Object location annotation data
------------------------------------------------
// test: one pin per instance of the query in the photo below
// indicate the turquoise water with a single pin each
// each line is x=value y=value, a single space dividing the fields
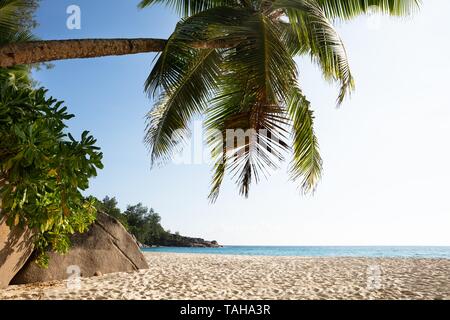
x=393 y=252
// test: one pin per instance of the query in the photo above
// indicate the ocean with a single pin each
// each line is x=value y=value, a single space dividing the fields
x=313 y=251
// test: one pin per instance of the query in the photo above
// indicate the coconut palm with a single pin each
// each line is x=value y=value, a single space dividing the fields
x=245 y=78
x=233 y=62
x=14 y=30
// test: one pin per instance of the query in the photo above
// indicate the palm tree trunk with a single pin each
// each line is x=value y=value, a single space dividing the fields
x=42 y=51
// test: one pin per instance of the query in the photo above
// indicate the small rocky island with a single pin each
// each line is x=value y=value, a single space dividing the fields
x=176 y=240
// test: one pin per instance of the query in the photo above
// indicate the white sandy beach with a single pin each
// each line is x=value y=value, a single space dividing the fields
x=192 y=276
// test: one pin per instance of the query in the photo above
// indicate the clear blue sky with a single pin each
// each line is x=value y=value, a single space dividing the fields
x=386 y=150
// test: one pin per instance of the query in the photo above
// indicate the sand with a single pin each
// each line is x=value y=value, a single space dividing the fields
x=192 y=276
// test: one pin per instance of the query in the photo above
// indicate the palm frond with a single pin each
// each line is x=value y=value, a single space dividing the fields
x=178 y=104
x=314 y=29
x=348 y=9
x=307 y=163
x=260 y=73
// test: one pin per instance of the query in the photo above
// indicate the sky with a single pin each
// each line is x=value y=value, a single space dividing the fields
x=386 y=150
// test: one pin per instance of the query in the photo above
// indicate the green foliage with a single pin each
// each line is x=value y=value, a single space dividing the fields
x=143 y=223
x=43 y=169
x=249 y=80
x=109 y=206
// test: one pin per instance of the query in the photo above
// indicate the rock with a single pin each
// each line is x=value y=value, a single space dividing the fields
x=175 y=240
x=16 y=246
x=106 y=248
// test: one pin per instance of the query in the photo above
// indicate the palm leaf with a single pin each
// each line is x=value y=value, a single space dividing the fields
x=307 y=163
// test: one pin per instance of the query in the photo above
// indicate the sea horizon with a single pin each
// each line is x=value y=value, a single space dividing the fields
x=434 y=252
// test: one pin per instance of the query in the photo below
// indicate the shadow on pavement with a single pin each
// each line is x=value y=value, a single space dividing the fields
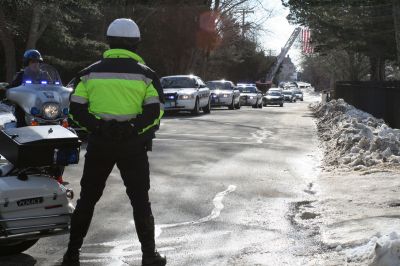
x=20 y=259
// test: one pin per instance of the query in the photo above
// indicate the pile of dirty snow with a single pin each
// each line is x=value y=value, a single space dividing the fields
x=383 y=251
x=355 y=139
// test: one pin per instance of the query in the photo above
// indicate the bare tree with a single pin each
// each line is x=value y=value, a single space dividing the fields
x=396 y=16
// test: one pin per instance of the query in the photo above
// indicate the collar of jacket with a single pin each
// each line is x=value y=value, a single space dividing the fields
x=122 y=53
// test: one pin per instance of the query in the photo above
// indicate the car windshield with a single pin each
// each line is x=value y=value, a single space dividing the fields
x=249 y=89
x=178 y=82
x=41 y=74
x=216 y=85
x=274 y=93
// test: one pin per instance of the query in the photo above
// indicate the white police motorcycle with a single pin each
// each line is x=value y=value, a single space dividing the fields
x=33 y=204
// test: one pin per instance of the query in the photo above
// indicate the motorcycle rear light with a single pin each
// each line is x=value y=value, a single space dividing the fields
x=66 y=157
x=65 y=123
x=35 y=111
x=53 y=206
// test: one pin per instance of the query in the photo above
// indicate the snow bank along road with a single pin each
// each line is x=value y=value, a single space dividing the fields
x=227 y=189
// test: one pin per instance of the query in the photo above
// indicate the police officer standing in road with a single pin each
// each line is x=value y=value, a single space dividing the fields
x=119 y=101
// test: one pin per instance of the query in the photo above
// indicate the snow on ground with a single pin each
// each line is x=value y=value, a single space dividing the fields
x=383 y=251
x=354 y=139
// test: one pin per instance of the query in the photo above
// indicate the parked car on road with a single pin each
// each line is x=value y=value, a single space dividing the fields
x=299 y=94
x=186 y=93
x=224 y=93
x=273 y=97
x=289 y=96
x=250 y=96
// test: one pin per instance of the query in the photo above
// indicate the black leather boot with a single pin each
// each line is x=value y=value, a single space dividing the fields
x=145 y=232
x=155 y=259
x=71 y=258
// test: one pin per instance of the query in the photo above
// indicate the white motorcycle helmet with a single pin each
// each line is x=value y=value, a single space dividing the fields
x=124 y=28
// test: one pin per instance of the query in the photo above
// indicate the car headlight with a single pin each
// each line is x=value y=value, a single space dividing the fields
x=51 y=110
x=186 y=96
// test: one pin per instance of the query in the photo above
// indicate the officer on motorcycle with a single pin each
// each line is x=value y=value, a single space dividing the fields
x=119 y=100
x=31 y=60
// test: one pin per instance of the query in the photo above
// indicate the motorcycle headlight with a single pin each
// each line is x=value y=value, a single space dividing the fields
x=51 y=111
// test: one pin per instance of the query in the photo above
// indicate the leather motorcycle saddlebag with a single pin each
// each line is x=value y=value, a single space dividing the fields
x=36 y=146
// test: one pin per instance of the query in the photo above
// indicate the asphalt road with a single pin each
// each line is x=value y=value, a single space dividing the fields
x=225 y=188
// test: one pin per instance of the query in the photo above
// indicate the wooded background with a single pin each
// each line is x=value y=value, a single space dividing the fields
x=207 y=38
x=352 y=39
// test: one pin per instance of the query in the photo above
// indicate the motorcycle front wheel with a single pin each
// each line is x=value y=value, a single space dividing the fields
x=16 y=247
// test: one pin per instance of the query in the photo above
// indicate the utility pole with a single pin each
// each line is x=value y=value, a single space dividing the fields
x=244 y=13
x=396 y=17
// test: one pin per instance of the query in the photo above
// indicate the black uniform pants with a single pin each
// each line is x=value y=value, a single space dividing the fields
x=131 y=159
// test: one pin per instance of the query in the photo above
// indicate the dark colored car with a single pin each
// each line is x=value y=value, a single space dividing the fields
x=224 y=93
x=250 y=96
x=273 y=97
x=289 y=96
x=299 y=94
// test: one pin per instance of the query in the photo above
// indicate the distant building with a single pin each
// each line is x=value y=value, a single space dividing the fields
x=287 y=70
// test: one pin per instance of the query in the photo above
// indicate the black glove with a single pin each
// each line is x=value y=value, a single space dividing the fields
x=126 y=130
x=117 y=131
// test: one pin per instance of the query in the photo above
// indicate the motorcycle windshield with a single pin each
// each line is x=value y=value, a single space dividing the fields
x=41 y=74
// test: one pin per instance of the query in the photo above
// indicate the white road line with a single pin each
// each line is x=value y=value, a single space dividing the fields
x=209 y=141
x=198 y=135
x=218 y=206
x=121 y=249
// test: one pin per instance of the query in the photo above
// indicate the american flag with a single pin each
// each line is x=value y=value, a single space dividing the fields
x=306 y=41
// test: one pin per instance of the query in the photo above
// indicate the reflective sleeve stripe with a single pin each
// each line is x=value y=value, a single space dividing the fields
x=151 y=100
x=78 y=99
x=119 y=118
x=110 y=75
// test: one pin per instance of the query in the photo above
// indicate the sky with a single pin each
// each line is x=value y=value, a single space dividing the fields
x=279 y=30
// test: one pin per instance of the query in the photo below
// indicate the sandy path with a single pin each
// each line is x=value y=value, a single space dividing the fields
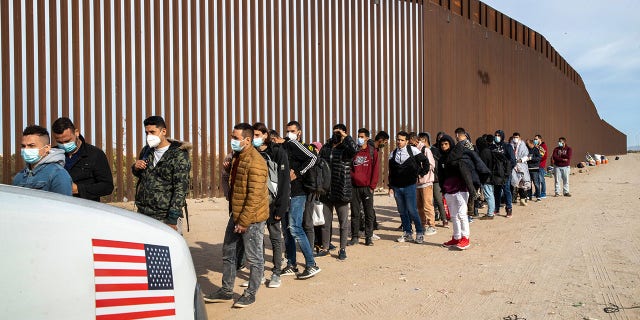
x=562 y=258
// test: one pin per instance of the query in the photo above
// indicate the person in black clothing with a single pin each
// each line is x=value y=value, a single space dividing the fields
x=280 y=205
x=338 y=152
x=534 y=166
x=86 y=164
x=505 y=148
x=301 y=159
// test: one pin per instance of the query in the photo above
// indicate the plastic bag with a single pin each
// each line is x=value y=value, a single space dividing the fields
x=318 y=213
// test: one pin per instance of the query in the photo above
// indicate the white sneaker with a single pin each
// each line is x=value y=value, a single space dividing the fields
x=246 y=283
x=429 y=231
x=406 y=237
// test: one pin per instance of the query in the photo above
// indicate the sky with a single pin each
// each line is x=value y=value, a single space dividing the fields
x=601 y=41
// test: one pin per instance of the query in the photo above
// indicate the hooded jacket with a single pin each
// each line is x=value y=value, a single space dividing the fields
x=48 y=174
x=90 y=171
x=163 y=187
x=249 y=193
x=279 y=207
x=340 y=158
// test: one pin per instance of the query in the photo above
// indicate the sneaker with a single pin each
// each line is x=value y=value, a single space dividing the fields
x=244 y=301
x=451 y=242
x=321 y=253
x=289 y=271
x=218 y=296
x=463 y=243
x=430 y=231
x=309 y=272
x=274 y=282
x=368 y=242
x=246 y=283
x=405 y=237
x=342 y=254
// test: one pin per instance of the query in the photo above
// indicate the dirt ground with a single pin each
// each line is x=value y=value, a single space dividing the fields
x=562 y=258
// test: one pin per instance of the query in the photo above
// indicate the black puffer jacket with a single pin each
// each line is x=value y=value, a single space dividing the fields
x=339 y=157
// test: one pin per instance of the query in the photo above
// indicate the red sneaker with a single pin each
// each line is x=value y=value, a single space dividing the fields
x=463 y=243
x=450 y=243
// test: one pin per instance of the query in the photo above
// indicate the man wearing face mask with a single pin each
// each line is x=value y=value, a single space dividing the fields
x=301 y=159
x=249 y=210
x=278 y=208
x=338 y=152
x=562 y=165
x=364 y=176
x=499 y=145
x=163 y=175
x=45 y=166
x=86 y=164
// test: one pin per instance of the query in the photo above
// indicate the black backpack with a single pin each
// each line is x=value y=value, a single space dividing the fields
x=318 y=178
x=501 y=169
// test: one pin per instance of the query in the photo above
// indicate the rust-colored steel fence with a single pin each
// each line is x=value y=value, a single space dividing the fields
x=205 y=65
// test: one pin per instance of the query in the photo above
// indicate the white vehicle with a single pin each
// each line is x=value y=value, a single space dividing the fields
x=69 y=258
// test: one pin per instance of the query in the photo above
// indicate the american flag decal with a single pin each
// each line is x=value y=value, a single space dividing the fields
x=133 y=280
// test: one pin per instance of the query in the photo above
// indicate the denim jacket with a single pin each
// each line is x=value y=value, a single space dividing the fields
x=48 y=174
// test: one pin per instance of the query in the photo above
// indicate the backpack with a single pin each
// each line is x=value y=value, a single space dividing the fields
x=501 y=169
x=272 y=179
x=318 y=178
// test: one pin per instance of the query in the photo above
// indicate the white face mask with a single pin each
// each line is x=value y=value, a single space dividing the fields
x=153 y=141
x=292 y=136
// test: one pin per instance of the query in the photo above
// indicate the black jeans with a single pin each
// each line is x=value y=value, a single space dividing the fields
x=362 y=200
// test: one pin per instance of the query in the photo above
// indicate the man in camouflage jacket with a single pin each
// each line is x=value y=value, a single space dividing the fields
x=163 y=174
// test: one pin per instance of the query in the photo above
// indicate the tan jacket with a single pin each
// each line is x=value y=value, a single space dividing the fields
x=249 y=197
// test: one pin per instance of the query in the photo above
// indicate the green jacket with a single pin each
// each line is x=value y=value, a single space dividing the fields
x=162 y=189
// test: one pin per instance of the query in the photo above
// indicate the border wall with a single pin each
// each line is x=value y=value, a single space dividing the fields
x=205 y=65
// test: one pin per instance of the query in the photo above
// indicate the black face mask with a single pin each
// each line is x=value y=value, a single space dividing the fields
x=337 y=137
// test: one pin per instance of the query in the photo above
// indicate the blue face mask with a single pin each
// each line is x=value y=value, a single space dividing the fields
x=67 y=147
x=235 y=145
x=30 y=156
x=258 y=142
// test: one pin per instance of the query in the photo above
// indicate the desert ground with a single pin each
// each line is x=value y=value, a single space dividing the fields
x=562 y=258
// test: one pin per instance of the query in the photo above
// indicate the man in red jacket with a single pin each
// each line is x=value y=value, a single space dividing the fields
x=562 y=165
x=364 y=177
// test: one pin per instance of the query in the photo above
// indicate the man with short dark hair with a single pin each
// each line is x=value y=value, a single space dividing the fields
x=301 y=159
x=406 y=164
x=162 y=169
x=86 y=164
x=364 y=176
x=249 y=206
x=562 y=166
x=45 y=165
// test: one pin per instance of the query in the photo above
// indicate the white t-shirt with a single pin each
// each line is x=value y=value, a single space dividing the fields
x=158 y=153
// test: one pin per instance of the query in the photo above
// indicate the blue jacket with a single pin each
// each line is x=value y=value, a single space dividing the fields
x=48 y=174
------------------------------------------------
List each line of the data above that contains the string "officer".

◆ RESULT OF THE TASK ◆
// indicate the police officer standing in road with a single pin each
// indicate the officer on motorcycle with a single pin each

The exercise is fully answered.